TRECHO APRESENTADO:

::::

Se me fizessem a mesma pergunta, hoje a resposta seria bem outra, pois o segmento de economia e negócios foi bem ocupado por dois jornais – Valor Econômico e Brasil Econômico – e por várias revistas. Penso que o destino que poderia evitar o fechamento do Jornal da Tarde seria transformá-lo num bom jornal metropolitano, com bons conteúdos voltados para as famílias da Grande São Paulo – mulheres, homens, jovens. Dito assim, isto parece uma bobagem – todos os jornais são dirigidos às famílias –, mas não é. Ninguém mais faz jornal pensando no interesse específico da mulher ou dos jovens. Estes, aliás, já são considerados perdidos como leitores de jornal, o que é uma atitude suicida.

O irmão mais velho do Jornal da TardeO Estado de S.Paulo – teria um espectro de cobertura mais amplo e uma circulação mais ampla. Teria de resgatar a cobertura de Brasil, que foi desativada nos últimos anos. Voltaria a circular com mais força no interior de São Paulo e aumentaria sua presença nas principais capitais do país.

::::

MATERIAL APRESENTADO:
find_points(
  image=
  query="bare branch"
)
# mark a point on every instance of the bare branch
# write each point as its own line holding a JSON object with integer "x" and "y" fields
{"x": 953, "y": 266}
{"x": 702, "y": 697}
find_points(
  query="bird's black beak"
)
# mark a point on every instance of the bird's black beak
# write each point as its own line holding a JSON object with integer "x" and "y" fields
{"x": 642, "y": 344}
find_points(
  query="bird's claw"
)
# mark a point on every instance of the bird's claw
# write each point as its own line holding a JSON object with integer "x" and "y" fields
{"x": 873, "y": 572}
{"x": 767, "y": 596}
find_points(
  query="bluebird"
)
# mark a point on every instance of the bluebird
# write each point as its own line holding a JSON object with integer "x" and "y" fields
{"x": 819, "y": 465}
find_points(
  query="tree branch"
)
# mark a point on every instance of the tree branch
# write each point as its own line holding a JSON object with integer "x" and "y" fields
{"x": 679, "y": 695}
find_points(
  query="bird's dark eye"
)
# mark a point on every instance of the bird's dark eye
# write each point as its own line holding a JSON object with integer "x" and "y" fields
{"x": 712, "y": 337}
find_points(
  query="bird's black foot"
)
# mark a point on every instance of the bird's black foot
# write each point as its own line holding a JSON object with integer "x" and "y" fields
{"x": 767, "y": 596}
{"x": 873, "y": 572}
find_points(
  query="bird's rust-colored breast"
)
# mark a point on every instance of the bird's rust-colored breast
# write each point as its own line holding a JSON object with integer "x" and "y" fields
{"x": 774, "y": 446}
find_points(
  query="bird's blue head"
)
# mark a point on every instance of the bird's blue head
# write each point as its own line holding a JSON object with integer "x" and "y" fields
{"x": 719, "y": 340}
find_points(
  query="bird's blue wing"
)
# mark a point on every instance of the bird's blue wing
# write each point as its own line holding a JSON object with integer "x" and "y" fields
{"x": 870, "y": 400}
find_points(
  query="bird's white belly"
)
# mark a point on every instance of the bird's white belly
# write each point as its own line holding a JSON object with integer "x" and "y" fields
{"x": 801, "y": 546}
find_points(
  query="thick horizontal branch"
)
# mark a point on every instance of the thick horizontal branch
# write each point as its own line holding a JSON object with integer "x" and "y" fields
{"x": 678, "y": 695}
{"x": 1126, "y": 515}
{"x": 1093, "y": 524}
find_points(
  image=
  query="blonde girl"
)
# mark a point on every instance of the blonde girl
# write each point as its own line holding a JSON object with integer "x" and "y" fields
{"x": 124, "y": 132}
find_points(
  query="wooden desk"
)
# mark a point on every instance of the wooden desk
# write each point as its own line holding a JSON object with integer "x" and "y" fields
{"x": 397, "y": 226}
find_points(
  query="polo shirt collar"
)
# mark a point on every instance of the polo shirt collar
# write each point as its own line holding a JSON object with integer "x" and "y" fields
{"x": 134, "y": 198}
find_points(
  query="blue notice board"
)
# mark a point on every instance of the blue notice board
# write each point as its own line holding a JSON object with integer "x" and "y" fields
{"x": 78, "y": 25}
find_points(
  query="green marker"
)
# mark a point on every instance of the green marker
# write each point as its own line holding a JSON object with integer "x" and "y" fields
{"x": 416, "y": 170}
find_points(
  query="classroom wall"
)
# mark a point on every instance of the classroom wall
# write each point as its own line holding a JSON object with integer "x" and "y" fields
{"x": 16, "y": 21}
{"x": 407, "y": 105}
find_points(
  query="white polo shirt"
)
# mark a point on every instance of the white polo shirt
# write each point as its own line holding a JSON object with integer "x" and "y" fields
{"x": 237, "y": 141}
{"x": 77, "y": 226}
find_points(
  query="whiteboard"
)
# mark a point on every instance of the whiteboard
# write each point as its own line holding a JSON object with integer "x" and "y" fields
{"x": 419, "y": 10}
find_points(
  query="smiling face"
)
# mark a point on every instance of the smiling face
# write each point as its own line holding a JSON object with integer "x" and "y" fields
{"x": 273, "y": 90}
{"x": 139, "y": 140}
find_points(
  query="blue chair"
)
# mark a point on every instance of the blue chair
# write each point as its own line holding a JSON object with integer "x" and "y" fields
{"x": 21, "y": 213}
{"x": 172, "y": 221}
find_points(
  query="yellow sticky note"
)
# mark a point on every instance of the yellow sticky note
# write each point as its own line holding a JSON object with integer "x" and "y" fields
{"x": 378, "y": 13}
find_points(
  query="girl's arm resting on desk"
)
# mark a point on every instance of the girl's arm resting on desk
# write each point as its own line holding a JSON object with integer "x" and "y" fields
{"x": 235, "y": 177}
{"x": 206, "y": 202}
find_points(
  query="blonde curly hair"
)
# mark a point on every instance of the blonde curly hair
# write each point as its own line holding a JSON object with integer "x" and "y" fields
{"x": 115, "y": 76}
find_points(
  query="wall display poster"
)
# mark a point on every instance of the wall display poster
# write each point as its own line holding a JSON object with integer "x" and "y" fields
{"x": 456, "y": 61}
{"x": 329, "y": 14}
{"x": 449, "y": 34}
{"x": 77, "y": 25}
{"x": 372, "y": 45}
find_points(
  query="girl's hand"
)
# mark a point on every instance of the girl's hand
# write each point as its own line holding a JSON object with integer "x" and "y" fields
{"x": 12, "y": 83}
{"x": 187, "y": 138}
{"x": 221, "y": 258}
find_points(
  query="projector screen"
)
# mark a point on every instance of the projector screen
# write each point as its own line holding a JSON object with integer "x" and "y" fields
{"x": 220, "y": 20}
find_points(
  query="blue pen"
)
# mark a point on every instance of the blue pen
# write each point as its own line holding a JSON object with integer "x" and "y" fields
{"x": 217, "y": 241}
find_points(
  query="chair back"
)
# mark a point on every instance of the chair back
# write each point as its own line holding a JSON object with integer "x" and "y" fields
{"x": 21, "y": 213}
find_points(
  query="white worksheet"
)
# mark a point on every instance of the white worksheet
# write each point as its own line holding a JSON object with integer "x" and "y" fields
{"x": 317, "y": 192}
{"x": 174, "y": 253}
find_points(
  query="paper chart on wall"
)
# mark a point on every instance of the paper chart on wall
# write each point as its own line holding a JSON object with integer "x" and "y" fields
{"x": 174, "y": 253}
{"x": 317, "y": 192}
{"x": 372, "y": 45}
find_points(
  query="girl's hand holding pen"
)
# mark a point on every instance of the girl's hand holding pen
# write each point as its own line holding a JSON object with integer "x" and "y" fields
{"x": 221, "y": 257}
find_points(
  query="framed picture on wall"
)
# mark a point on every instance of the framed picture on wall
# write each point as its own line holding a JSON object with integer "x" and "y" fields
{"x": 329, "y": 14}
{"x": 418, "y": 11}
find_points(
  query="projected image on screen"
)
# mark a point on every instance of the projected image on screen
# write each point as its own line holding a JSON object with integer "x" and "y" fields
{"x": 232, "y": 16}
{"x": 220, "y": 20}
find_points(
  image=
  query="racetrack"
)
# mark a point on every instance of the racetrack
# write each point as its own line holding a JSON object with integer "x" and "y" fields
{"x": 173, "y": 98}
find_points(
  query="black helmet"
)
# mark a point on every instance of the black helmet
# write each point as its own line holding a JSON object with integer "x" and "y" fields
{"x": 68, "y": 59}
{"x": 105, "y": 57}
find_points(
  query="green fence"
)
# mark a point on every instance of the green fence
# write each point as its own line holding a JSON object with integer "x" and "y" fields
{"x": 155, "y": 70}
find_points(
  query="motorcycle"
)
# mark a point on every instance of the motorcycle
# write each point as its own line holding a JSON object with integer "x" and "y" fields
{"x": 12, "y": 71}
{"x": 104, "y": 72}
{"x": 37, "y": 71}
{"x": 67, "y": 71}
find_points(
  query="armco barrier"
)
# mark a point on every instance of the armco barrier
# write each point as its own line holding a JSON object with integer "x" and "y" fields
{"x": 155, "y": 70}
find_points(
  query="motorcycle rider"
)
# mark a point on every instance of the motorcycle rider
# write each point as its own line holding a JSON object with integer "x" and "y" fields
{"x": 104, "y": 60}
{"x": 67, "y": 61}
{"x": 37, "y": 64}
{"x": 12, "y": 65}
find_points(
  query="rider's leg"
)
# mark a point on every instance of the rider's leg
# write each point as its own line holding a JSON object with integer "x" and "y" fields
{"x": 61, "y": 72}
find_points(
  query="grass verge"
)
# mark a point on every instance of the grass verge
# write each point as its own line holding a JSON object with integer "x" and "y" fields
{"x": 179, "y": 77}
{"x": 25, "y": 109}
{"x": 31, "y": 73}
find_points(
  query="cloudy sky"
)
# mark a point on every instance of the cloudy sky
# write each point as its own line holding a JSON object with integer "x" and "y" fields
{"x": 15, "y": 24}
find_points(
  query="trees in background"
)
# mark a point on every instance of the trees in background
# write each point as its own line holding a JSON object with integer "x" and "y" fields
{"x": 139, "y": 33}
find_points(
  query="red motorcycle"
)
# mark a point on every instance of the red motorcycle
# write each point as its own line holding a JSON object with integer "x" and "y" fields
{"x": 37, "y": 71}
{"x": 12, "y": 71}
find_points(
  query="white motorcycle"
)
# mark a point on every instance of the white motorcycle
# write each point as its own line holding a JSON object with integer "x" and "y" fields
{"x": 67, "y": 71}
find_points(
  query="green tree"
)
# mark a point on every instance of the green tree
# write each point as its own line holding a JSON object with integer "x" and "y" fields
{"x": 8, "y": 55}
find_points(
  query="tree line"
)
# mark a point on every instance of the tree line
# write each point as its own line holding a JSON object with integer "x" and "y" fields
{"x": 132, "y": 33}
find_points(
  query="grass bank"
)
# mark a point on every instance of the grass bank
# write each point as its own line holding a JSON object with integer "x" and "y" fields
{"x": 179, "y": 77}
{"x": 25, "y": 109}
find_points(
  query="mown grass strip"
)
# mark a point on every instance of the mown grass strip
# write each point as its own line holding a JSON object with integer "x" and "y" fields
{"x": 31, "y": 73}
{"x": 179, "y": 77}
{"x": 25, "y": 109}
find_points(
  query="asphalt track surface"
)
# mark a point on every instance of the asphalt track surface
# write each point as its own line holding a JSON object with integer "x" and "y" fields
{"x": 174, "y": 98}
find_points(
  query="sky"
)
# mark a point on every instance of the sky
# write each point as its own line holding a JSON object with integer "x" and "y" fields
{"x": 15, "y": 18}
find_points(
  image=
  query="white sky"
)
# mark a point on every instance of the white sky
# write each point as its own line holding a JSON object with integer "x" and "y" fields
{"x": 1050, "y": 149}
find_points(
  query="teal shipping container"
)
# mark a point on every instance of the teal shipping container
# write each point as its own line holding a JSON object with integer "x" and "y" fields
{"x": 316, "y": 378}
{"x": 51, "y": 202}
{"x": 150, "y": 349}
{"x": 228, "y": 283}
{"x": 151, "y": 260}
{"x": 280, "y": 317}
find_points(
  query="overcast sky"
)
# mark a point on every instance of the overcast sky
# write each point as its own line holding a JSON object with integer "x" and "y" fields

::::

LISTA DE EXERCÍCIOS:
**a.** Com base no texto sobre o Jornal da Tarde, responda:
(i) Quais dois jornais ocuparam o segmento de economia e negócios?
(ii) Qual jornal é apresentado como o irmão mais velho do Jornal da Tarde?
(iii) Que cobertura esse jornal teria de resgatar?
**b.** Dê continuidade, por favor, ao texto sobre o Jornal da Tarde a partir da última frase apresentada.
Os registros formam um material à parte, independente do texto.

RESPOSTAS ÀS TAREFAS:
**a.**
(i) Valor Econômico e Brasil Econômico.
(ii) O Estado de S.Paulo.
(iii) A cobertura de Brasil, desativada nos últimos anos.

**b.**
A síndrome dos 30 anos

Já o novo Jornal da Tarde começaria por resgatar seu antigo e majestoso formato gráfico, que atribuía prioridade às fotos e às ilustrações. Contemplaria uma certa segmentação de cobertura por bairros e por municípios da região metropolitana. Seus conteúdos seriam mais locais. Os acontecimentos da polícia seriam cobertos pela perspectiva da segurança dos cidadãos. O jornal daria suporte no dia-a-dia às mulheres que trabalham fora de casa e precisam conviver com as agruras de uma colossal malha urbana. Os jovens seriam contemplados com muitos assuntos de seu interesse – música, tecnologias digitais, ensino, empreendedorismo, mercado de trabalho. Não precisaria ser diário. Poderia ter apenas três edições semanais – quintas, sábados e domingos. Deveria ter uma presença muito forte na Web para interagir também fortemente com seu público. Seria um jornal, repito, para ser construído com grande empatia em relação às famílias paulistanas ou da região metropolitana de São Paulo.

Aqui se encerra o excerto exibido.